(GIVEN TASK): Do not include the pictures; repeat the rest of the data exactly.

(DATASET ROWS):
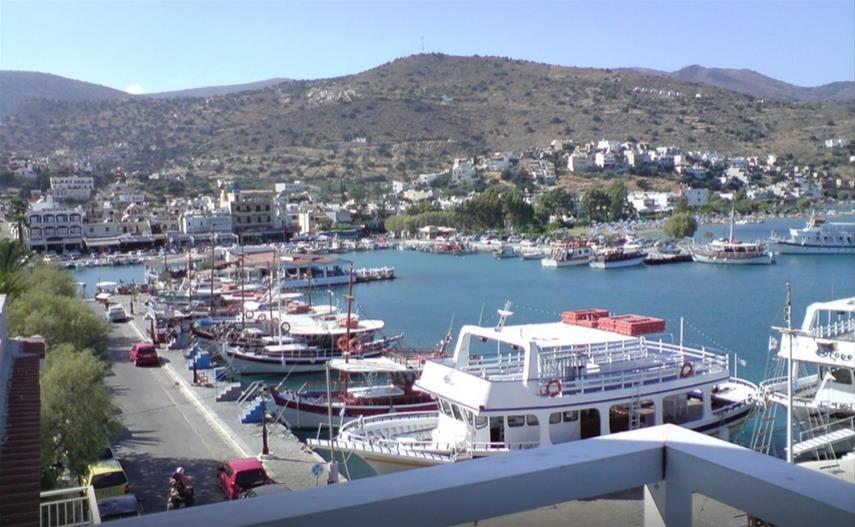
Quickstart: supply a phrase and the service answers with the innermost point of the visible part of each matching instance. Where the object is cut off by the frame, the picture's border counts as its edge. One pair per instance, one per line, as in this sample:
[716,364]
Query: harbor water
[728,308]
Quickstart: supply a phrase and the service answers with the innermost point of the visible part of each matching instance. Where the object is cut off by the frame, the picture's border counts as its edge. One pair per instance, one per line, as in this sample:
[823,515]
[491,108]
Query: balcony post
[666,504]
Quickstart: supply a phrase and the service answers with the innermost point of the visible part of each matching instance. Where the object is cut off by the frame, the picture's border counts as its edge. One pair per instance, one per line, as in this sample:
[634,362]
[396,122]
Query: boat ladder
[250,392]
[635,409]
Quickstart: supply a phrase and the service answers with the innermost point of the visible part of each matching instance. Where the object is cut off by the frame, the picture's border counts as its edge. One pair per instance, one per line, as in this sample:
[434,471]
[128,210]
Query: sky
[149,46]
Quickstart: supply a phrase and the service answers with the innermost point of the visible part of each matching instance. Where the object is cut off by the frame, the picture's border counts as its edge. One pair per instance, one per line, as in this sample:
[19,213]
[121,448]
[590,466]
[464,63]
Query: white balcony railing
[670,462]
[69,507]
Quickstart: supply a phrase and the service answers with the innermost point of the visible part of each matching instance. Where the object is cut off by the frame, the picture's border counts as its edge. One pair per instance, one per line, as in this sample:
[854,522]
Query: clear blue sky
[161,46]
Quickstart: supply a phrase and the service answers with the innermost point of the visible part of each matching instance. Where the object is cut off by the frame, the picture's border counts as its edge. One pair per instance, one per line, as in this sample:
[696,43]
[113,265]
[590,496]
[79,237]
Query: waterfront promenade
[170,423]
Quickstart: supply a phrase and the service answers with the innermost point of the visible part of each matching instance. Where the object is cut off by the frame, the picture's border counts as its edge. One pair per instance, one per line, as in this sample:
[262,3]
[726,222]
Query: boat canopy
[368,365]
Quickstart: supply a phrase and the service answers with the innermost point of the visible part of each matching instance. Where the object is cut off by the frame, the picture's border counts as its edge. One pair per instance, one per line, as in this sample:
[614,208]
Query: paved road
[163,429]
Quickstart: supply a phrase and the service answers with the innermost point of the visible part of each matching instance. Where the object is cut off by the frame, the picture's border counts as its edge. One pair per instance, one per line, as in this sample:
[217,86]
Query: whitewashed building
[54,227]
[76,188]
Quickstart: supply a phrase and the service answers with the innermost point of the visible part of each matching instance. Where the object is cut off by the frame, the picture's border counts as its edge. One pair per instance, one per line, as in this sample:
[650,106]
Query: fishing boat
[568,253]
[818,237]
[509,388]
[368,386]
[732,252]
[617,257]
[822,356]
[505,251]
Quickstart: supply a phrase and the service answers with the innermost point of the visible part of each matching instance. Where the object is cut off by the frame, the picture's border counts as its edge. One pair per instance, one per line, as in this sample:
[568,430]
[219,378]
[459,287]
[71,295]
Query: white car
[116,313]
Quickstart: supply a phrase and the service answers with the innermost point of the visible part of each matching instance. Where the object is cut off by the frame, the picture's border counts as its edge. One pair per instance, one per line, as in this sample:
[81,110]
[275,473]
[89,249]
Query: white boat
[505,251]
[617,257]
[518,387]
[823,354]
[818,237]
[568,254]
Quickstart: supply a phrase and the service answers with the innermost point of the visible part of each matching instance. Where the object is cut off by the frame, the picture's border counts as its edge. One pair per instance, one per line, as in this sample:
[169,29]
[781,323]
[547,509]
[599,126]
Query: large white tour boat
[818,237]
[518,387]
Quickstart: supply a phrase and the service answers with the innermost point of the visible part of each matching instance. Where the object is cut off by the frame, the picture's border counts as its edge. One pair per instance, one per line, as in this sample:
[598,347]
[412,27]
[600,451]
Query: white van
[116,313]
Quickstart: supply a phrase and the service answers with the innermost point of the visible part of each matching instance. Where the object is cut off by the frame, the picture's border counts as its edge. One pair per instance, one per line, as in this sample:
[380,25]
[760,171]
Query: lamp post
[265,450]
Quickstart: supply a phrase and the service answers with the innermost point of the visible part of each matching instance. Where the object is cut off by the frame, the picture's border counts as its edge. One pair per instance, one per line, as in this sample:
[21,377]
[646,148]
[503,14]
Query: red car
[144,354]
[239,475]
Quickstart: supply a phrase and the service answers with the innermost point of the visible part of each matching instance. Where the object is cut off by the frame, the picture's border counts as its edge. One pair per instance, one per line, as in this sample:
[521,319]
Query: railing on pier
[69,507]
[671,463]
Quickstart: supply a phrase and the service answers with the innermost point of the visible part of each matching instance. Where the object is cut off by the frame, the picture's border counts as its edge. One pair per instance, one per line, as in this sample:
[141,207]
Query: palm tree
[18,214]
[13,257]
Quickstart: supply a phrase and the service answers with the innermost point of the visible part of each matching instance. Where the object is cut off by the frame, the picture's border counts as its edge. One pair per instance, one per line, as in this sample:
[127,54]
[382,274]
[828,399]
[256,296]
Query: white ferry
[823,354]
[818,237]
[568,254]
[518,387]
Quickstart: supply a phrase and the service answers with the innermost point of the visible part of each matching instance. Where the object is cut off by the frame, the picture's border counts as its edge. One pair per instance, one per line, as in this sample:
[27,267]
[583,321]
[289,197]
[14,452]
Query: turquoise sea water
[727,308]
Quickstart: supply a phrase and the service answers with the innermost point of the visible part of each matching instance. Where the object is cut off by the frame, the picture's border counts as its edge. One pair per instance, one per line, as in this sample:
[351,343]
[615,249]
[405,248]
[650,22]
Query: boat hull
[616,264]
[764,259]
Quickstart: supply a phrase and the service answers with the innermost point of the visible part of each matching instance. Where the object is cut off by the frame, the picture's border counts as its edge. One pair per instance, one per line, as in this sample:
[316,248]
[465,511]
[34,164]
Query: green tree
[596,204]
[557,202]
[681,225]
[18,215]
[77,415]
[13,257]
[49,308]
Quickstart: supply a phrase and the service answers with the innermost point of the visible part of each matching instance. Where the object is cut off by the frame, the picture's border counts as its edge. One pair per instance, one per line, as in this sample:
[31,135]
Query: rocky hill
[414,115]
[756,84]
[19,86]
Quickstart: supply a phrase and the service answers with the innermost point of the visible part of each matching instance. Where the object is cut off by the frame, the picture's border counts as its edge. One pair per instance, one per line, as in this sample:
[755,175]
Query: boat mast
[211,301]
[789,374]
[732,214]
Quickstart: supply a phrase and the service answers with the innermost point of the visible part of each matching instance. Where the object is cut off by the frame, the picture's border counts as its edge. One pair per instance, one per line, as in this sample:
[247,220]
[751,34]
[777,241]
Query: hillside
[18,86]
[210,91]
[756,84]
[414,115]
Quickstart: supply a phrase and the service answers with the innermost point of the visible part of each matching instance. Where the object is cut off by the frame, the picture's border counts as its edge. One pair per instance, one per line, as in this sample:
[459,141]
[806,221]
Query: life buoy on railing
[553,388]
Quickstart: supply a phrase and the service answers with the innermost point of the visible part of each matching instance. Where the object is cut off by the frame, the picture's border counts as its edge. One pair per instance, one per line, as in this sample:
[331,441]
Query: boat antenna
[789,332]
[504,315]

(RESULT FOR THIS EXERCISE):
Quickstart: supply a phrase and the service answers with the innermost point of the visible part of each matching instance. Where the object is cut off by the frame, the picture's border counts as its edge. One pair per instance, one per line, as in this sample:
[716,364]
Query: harbor water
[728,308]
Quickstart: supply a phrase and the service answers with the innermost point of the visible part of each matching instance. Where the object is cut off by the frame, the picture's border counts as its edge. One pair per instance, one per line, as in this sample:
[823,515]
[491,108]
Query: balcony post
[666,504]
Quickstart: supply a phrase and the service answers with the innermost point of the visible part of each matching instance. Where the object is cut off by the frame, the picture's border counts as its edge. One pair per instance, one per line, as in this sample:
[634,362]
[396,122]
Query: boat ladder
[250,392]
[635,409]
Quickstart: supply a phrase and the service answers with the innermost point of the visible part of each matching instance. Where the object is cut off by the frame, the picture's border counts as its edge. One pair per instance, one per line, as in this sample:
[434,471]
[128,210]
Query: sky
[149,46]
Quickstart: supply a phrase and the service answers with the innermost point of the visible part of each matching instance. Where the object is cut off by the frame, the picture's border counts as its edge. One pair per instance, one per line, as in this sample:
[19,213]
[121,448]
[590,466]
[464,63]
Query: white balcony railing
[670,462]
[69,507]
Quickstart: supply a phrase and the service answers with the innermost point of the visible part of each matching instance. Where the object is cut off by the frame, the picture's border counts as its edge. One pair per instance, one per line, as in this sample:
[854,522]
Query: clear blue sky
[161,46]
Quickstart: supply a phrase and the service answers with the innermost point of the visible part of each matching instance. Where the object is cut off by the frame, the picture's border counts as its edge. One pair per instance, one per line, as in this sample:
[696,43]
[113,265]
[590,496]
[79,237]
Query: waterfront promenade
[170,423]
Quickstart: supply a phrase and the service answers with the innermost point of the visible part of each matching instance. Where the object is cut off by the frame, the picture's border counts as its edge. One pair per instance, one per line, as in this sample:
[262,3]
[726,222]
Query: boat canopy
[368,365]
Quickstart: supply a phrase and the service answers with the innermost point of the visible part of each matching instance. Where the object is cut off by the frame, the picture's border counts as its edge. One pair per instance, one per line, as in this sample:
[614,208]
Query: paved road
[163,429]
Quickstart: supply a phrase and the service answers with the innermost point of the visible part of each matching instance. Where the object is cut off by the frame, the picture's border counts as its edge. One pair per instance, one per line, as in this sample:
[217,86]
Query: whitewashed building
[54,227]
[76,188]
Quickstart: supply a phrase and the service answers with the innermost point of the visible part of each matching instance. Where the object is cut off by the frame, the picture's border counts as its edge. One pair per instance, one per line, as in this sample:
[650,106]
Query: fishing boat
[568,253]
[818,237]
[509,388]
[368,386]
[732,252]
[617,257]
[822,356]
[505,251]
Quickstart: supply a phrase and the service answers with the innermost point of the visible part of each matching instance. Where the object is cut off by the frame, the picture's border counts as its edge. One pair per instance, one per line, as in this sample:
[568,430]
[219,378]
[459,287]
[71,295]
Query: white car
[116,313]
Quickstart: supply a phrase and the service answers with the innermost point of the visible part of each matching instance. Where the object is cut off by the frame, the picture's border counts as its edge. One pair per instance, one per line, as in this sample:
[81,110]
[275,473]
[89,249]
Query: white boat
[505,251]
[617,257]
[518,387]
[823,354]
[818,237]
[568,254]
Quickstart: supply a phrase and the service answers with the innermost point of the visible part of each matching instance. Where the object is cut off by the frame, the picture's border counts as its edge. One pair per instance, one per line, as in this sample:
[169,29]
[781,323]
[547,509]
[599,126]
Query: large white tour boat
[818,237]
[518,387]
Quickstart: supply a phrase and the service answers with the innermost point of the visible part of each matching instance. Where the object is cut off by the frame, the picture's border counts as its edge. One pair per instance, one per line, as in this sample:
[598,347]
[412,27]
[600,451]
Query: white van
[116,313]
Quickstart: supply a phrase and the service answers with the innermost point of the visible part of each matching instance. Where the object is cut off by the frame, the picture's border counts as its edge. One pair per instance, one per line, as in this sample:
[380,25]
[760,171]
Query: lamp post
[265,450]
Quickstart: supply a phrase and the service answers with the innermost point of the visible part of each matching instance. Where the object is cut off by the frame, the picture's border counts as its edge. One pair per instance, one per line, as in this sample:
[21,377]
[646,148]
[503,14]
Query: red car
[144,354]
[239,475]
Quickstart: supply a phrase and the service answers with the innermost point of the visible part of each matching instance. Where the object is cut off by the frame, the picture's border counts as its edge. One pair per instance, one per line, as in this sample:
[521,319]
Query: railing on pier
[69,507]
[671,463]
Quickstart: supply a phrase and the service answers with the innermost point of the visible part of each matching instance. Where the object is cut off by the frame, the picture's border counts as its edge. One pair per instance, one per line, as in this sample:
[141,207]
Query: palm tree
[18,214]
[13,257]
Quickstart: supply a phrase and the service answers with the innermost point of the visible part of each matching instance. Where the object is cut off by the frame, the picture's border counts as its edge. One pair per instance, one per line, as in this sample:
[127,54]
[382,274]
[828,399]
[256,296]
Query: white ferry
[823,354]
[818,237]
[568,254]
[518,387]
Quickstart: supply a phrase and the service answers with the innermost point of the visible part of each matching instance. Where the object is cut off by the frame, the picture's border counts as its edge. One pair per instance, one per line, as in this sample:
[27,267]
[583,321]
[289,197]
[14,452]
Query: turquoise sea water
[727,308]
Quickstart: supply a phrase and the service answers with the innermost point of the visible part of each matching instance. Where the object is cut off by the frame, the picture's border counts as its edge. One pair per instance, one per line, as in this sample:
[351,343]
[615,249]
[405,248]
[650,22]
Query: boat hull
[616,264]
[764,259]
Quickstart: supply a phrase and the service answers with the innermost point of the visible part of each matching instance. Where the object is cut off by the frame, the picture's border counts as its edge. One pair per instance, one per line, as in this sample:
[316,248]
[465,511]
[34,164]
Query: green tree
[596,204]
[557,202]
[681,225]
[18,215]
[77,415]
[13,257]
[49,308]
Quickstart: supply a phrase and the service answers with the innermost point of the visible part of each matching instance. Where the object is cut off by the frame, the picture's border counts as its edge. One pair per instance, one per line, as in this sample:
[31,135]
Query: rocky hill
[414,115]
[756,84]
[19,86]
Quickstart: supply a phrase and the service answers with the innermost point of the visible part of each matching instance. Where the object is cut off by the frame, the picture's border counts as its edge. One pair per instance, one per line, as in this sample:
[755,175]
Query: boat mast
[211,301]
[789,374]
[732,214]
Quickstart: supply a phrase and the service answers with the innermost point of the visible part of each matching instance. Where the object is cut off by the frame, the picture's border counts as its edge. One pair per instance, one per line, as in this sample:
[247,220]
[751,34]
[777,241]
Query: hillside
[18,86]
[210,91]
[756,84]
[414,115]
Quickstart: supply a phrase and the service answers with the innermost point of the visible part of each matching instance. Where the object is cut off by the frame, the picture's border counts as its edge. One pair per instance, one per line, as in this sample:
[459,141]
[806,221]
Query: life buoy on railing
[553,388]
Quickstart: supply a phrase and the service answers with the innermost point of the visible part of each matching instance. Where the object is cut off by the frame, the picture's border counts as its edge. One pair per instance, one per line, as in this sample:
[331,441]
Query: boat antenna
[789,332]
[504,315]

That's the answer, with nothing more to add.